# [Текст для чтения]
#####

Одним из самых блестящих дискуссионных ораторов среди московских философов был Борис Петрович Вышеславцев, приват-доцент Московского университета, живший в Париже и работавший в секретариате женевской Экуменической лиги.
Юрист и философ по образованию, артист-эпикуреец по утонченному чувству жизни и один из тех широких европейцев, что рождались и вырастали только в России, Борис Петрович развивал свою философскую мысль с тем радостным ощущением ее самодовлеющей жизни, с тем смакованием логических деталей, которые свойственны скорее латинскому, чем русскому уму. Говоря, он держал свою мысль, словно некий диалектический цветок, в высоко поднятой руке и, сбрасывая лепесток за лепестком, тезис за антитезисом, то и дело в восторге восклицал: «поймите… оцените…»
Широкая московская публика недостаточно ценила Вышеславцева. Горячая и жадная до истины, отзывчивая на проповедь и обличение, она была мало
чутка к диалектическому искусству Платона, на котором был воспитан Вышеславцев. Среди большой публики у нас были весьма серьезные знатоки и ценители самых разнообразных явлений культуры от Апокалипсиса до балета, но серьезных знатоков философии было немного даже среди профессиональных философов; вероятно, это объясняется сравнительно невысоким уровнем русской научной философии. Ни Пушкина, ни Толстого, ни Тютчева, ни Мусоргского среди русских философов нет.

#####

# [Исходные данные]
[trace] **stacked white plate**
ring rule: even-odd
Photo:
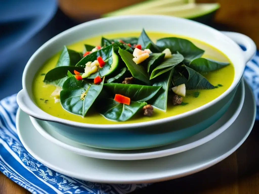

#####

# [Условие задания]
Воспроизведите из текста о Вышеславцеве отрывок от слов «Широкая московская публика» вплоть до слов «русских философов нет.» включительно. Для выполнения заданий используйте только текст о Вышеславцеве.

# [Ответ к заданию]
Широкая московская публика недостаточно ценила Вышеславцева. Горячая и жадная до истины, отзывчивая на проповедь и обличение, она была мало
чутка к диалектическому искусству Платона, на котором был воспитан Вышеславцев. Среди большой публики у нас были весьма серьезные знатоки и ценители самых разнообразных явлений культуры от Апокалипсиса до балета, но серьезных знатоков философии было немного даже среди профессиональных философов; вероятно, это объясняется сравнительно невысоким уровнем русской научной философии. Ни Пушкина, ни Толстого, ни Тютчева, ни Мусоргского среди русских философов нет.